> [DIRECTIONS]
[a] Answer the following questions using the blog post on procrastination.
(i) How many assignments does the writer say are piled on top of each other?
(ii) In which country is the writer's dad?
(iii) At what time does the writer see their mum again on a school day without work?
[b] Reproduce the portion of the blog post on procrastination between "Wednesday, June 6, 2012" and "think. I hope.", inclusive.
begin EXTRACTED TEXT
Showing posts with label family. Show all posts
Showing posts with label family. Show all posts

Wednesday, June 6, 2012

Procrastination Totally Kills

I’ve been procrastinating so much lately, and just when I have 4 assignments piled on top of each other. O.o [I’m also feeling really lazy…]
But, well, it’s not like I’ll miss the deadline or fail, because most of those assignments aren’t too hard. Besides I won’t allow myself to fail… I think. I hope.
I don’t know!; lately, my mind isn’t feeling the critical-ness. It just doesn’t panic anymore. Like, before, if I’d procrastinate, and the assignment happened to be due the next day, I’d panic a little and then get down to doing it straight away; which I’d finish and hand it in by the deadline, of course.
But now I’d just go, “Okay. It’s due tomorrow.” Then, nothing…
Hmm… it feels like I have no motivation? Yeahh…

I hate it when I’m so un-discipline. =*= And I happen to be extremely un-discipline. Another reason why I hate myself to the bone. :/
Since only I can choose what I want to do… my mum never says anything about my school work, anyway. We only see each other before I go to school, then after school, if I don’t go to work, I’d see her again at 10-11pm. I go to sleep, then see her again before I go to school. [If you’re wondering where my dad is, he’s in Thailand.]
And it’s just the way we deal with things in the family; my mum never says anything about exams or assignments… unless she was complaining about ‘just how terrible my mathematics is’. >< (Sometimes I’m forced into situations in where I have to solve math sums in front of her [something that I try to avoid], and every time I’d hear a complaint from her about how my mathematics seriously need improvement…)
And I don’t talk to her about those sort of stuff either, because it’s hard to translate everything that I’ve learnt in English into Thai, and usually she doesn’t understand much, because Australia schools are just different.
end EXTRACTED TEXT
begin STORED RECORDS
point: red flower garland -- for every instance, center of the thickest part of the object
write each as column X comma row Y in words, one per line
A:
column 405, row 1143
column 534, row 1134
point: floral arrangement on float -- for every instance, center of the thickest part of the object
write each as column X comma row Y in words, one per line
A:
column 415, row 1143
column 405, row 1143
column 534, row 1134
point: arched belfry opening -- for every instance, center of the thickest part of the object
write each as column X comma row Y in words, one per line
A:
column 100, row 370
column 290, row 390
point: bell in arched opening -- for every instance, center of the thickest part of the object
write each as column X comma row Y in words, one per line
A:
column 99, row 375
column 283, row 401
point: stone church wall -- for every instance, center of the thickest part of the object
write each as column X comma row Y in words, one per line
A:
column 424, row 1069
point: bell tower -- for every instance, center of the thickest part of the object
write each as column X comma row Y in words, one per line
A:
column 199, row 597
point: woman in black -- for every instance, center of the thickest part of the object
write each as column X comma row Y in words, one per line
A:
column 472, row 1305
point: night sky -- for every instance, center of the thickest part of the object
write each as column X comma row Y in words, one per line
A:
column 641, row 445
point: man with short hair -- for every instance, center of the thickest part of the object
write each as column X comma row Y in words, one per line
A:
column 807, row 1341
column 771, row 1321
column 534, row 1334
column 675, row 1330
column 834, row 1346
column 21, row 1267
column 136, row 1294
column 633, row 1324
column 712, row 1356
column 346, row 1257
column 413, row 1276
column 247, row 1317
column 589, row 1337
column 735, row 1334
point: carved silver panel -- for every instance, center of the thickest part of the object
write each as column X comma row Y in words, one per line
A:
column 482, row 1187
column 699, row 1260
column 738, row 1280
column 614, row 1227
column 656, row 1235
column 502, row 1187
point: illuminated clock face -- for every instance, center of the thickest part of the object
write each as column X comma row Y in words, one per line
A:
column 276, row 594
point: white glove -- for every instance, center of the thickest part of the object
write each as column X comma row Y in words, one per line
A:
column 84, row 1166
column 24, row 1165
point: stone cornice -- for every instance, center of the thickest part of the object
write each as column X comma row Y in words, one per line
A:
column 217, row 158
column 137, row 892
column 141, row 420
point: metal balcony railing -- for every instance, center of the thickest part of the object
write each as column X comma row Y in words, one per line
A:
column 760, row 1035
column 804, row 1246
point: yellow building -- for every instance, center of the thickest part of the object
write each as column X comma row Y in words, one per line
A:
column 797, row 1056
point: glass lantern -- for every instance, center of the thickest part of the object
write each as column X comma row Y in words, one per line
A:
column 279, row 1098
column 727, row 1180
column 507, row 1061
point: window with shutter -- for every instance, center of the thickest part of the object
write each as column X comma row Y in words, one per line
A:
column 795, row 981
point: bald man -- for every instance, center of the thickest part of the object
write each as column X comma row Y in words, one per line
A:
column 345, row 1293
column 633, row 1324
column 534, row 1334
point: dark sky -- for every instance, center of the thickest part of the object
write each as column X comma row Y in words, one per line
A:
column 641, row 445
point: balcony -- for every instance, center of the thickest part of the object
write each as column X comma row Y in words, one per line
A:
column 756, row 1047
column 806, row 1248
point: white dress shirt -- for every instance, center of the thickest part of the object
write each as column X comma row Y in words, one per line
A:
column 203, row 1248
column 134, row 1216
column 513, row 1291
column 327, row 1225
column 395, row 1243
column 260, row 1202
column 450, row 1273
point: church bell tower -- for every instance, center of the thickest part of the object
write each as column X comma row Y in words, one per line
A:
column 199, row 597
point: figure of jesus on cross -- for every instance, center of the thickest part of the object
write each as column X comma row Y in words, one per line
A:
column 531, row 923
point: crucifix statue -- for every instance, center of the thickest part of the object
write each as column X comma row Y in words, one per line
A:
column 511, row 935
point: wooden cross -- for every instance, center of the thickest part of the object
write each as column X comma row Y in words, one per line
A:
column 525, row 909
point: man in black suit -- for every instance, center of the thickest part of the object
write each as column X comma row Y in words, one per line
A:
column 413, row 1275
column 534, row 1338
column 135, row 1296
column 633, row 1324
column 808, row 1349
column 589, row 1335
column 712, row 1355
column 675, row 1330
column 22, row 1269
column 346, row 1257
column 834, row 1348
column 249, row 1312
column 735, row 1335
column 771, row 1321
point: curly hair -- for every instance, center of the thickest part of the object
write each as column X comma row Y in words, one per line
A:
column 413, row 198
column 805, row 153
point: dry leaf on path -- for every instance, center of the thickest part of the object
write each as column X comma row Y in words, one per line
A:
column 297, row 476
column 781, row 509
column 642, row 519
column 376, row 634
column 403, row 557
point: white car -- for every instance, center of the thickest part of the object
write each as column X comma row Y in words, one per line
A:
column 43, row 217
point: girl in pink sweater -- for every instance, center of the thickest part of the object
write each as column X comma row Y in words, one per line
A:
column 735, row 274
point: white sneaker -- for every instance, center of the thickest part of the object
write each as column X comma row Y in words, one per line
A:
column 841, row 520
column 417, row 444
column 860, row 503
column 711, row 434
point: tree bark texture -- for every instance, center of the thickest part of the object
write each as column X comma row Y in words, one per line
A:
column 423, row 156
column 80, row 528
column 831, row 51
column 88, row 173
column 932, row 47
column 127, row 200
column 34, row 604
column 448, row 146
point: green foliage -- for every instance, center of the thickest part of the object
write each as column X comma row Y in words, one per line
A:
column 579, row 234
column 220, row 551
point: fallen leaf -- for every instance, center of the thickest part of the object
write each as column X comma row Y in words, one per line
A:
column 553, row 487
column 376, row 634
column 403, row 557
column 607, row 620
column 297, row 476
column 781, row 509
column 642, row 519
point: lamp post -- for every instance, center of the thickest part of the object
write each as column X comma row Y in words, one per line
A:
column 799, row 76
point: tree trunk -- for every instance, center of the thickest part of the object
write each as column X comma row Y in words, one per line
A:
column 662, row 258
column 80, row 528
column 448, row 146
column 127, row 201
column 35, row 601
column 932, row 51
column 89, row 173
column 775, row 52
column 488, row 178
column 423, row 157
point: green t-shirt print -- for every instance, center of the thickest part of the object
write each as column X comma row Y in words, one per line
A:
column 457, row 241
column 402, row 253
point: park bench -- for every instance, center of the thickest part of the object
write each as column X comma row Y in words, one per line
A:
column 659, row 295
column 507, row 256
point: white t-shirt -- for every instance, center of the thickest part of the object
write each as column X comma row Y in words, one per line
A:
end STORED RECORDS
> [SOLUTIONS BELOW]
[a]
(i) 4
(ii) Thailand
(iii) 10-11pm

[b]
Wednesday, June 6, 2012

Procrastination Totally Kills

I’ve been procrastinating so much lately, and just when I have 4 assignments piled on top of each other. O.o [I’m also feeling really lazy…]
But, well, it’s not like I’ll miss the deadline or fail, because most of those assignments aren’t too hard. Besides I won’t allow myself to fail… I think. I hope.